= Opdrachten =
- a) Zet deze zin uit de tekst over de WGA-uitkering om in het Engels: "Appellante was op 16 november 2004 uitgevallen voor haar werkzaamheden als administratrice vanwege RSI-klachten."
- b) Beantwoord kort deze vragen over de tekst over de WGA-uitkering:
(i) Op welke datum deed de Centrale Raad van Beroep uitspraak?
(ii) Welke uitkering kende het Uwv op 4 april 2007 toe?
(iii) Wat deed de rechtbank met het bestreden besluit van 14 december 2007?
**** Gegeven tekst
ECLI:NL:CRVB:2010:BL1436
Centrale Raad van Beroep
- Hoger beroep
- J.W. Schuttel
- C.W.J. Schoor
- J.P.M. Zeijen
- Rechtspraak.nl
Toekenning WGA-uitkering op basis van arbeidsongeschiktheid met medische grondslag
In deze zaak heeft de Centrale Raad van Beroep op 29 januari 2010 uitspraak gedaan in het hoger beroep van appellante, die een WGA-uitkering had aangevraagd op basis van een arbeidsongeschiktheid van 35 tot 80%. Appellante was op 16 november 2004 uitgevallen voor haar werkzaamheden als administratrice vanwege RSI-klachten. Het Uwv had op 4 april 2007 een loongerelateerde WGA-uitkering toegekend, maar appellante was het niet eens met de vastgestelde mate van arbeidsongeschiktheid en had bezwaar aangetekend. Het bestreden besluit van 14 december 2007, waarin het bezwaar ongegrond werd verklaard, werd door de rechtbank bevestigd.
********
**** Overgenomen gegevens
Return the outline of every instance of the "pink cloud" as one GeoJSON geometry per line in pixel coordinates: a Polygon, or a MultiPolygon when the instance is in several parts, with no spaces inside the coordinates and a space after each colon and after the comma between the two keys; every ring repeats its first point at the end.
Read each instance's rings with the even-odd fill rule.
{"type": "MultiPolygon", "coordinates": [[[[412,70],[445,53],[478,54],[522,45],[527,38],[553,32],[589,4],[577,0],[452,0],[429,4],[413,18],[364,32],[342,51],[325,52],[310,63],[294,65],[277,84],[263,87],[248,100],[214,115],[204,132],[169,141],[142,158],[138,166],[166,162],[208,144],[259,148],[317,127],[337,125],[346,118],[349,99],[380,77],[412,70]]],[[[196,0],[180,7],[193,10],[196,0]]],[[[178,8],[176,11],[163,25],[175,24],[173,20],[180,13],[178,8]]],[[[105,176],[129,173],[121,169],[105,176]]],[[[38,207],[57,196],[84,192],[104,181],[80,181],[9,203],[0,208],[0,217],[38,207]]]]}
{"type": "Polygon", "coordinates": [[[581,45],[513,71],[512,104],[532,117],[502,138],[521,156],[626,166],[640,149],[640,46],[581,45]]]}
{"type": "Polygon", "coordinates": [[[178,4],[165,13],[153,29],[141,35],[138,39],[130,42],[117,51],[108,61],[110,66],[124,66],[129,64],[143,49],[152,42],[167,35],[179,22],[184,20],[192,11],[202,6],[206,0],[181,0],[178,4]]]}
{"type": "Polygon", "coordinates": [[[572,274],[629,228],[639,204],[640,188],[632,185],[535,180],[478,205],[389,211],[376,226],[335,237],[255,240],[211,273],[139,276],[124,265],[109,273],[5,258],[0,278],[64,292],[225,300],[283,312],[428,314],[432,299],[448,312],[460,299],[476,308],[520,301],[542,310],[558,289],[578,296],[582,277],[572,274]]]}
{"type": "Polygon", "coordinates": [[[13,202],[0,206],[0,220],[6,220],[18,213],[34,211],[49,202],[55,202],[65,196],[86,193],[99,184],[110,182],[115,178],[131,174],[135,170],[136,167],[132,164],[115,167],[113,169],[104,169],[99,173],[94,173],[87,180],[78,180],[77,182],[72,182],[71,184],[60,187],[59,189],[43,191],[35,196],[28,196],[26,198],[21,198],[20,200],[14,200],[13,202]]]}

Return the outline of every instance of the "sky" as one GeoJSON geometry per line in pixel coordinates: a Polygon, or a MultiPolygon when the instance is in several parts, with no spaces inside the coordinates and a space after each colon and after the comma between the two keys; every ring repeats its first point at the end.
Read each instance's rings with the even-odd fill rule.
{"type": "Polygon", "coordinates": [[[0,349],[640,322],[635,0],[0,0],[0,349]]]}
********
= Gegeven antwoorden =
- a) On November 16, 2004, the appellant had stopped working in her job as an administrator because of RSI complaints.

- b)
(i) Op 29 januari 2010.
(ii) Een loongerelateerde WGA-uitkering.
(iii) De rechtbank bevestigde het besluit.